◆ **Set problem 1**
Retype the stretch of the oil supply essay from "When we move" through "former geological colleagues." word for word.

◆ **Text**
________
NEW TECHNOLOGY AND OPENING UP ANWR -

THE KEYS TO RESOLVING THE US OIL SUPPLY-DEMAND IMBALANCE?

1. Caveat

When we move from working with factual data to expressing opinions based on extrapolation of these data we must acknowledge the likelihood of bias in those opinions. When we extrapolate we use our experience and our training. Extrapolations from the same set of geotechnical data made by an engineer and by a geologist are likely to differ, perhaps substantially. As a mathematician-turned-petroleum-engineer I accept that the opinions I express and the conclusions I draw from a review of the ways in which technology influences the success of oil production operations may be very different from those of my former geological colleagues.

When assessing the potential of an oil discovery it is common for geologists and engineers to have quite different views. Geologists regard finding new oil fields as the ultimate challenge; they are optimists by nature and are keen to emphasize that they have been successful in spite of earlier failures in the same area or general opinion that they were looking in the wrong place. Engineers inherit a possibly optimistic assessment of the new discovery and are then expected to deliver the promised volumes in spite of initially unapparent technical problems. Engineers tend to more cautious than the flamboyant explorers. Responsibility for obtaining a worthwhile return on the huge financial outlays required for field development remain with them long after the geologists have celebrated a new discovery and have moved on to seek further new fields.
________
◆ **Supplied data**
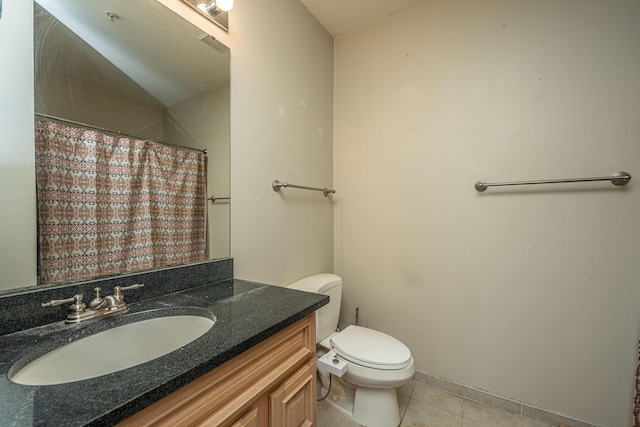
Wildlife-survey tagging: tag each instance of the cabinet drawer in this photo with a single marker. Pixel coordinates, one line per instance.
(220, 395)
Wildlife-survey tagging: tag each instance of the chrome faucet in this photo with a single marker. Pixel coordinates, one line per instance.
(98, 307)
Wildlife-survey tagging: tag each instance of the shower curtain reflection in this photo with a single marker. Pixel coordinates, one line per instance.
(112, 204)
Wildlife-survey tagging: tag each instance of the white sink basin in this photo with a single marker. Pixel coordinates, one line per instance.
(113, 350)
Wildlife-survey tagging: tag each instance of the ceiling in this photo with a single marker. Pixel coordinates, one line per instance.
(341, 16)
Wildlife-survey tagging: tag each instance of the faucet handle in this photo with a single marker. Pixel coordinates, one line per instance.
(77, 307)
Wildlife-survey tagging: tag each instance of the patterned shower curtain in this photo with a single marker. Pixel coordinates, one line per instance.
(111, 204)
(636, 397)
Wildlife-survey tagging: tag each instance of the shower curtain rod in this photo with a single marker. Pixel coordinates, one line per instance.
(84, 125)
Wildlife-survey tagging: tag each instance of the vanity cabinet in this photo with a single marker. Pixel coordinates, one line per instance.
(271, 384)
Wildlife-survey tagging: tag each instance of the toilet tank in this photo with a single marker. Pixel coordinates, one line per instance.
(327, 316)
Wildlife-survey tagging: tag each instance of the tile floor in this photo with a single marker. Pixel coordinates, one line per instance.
________
◆ **Set problem 2**
Echo the stretch of the rows from the line containing "shower curtain reflection" through the end of the rows, keeping every character the same.

◆ **Expected output 1**
When we move from working with factual data to expressing opinions based on extrapolation of these data we must acknowledge the likelihood of bias in those opinions. When we extrapolate we use our experience and our training. Extrapolations from the same set of geotechnical data made by an engineer and by a geologist are likely to differ, perhaps substantially. As a mathematician-turned-petroleum-engineer I accept that the opinions I express and the conclusions I draw from a review of the ways in which technology influences the success of oil production operations may be very different from those of my former geological colleagues.

◆ **Expected output 2**
Wildlife-survey tagging: tag each instance of the shower curtain reflection in this photo with a single marker. Pixel coordinates, one line per instance.
(112, 204)
Wildlife-survey tagging: tag each instance of the white sink basin in this photo with a single marker. Pixel coordinates, one line per instance.
(113, 350)
Wildlife-survey tagging: tag each instance of the ceiling in this photo with a single marker. Pixel coordinates, one line per instance.
(341, 16)
Wildlife-survey tagging: tag each instance of the faucet handle in this photo with a single marker. Pixel coordinates, one line per instance.
(77, 307)
Wildlife-survey tagging: tag each instance of the patterned shower curtain in this photo with a single marker. Pixel coordinates, one line per instance.
(111, 204)
(636, 397)
Wildlife-survey tagging: tag each instance of the shower curtain rod in this photo with a single marker. Pixel coordinates, one line per instance.
(84, 125)
Wildlife-survey tagging: tag each instance of the vanity cabinet in this photo with a single marker. Pixel coordinates, one line per instance.
(271, 384)
Wildlife-survey tagging: tag each instance of the toilet tank in this photo with a single marker. Pixel coordinates, one line per instance.
(327, 316)
Wildlife-survey tagging: tag each instance of the tile floor in this photo with a single marker. Pixel coordinates, one line per instance.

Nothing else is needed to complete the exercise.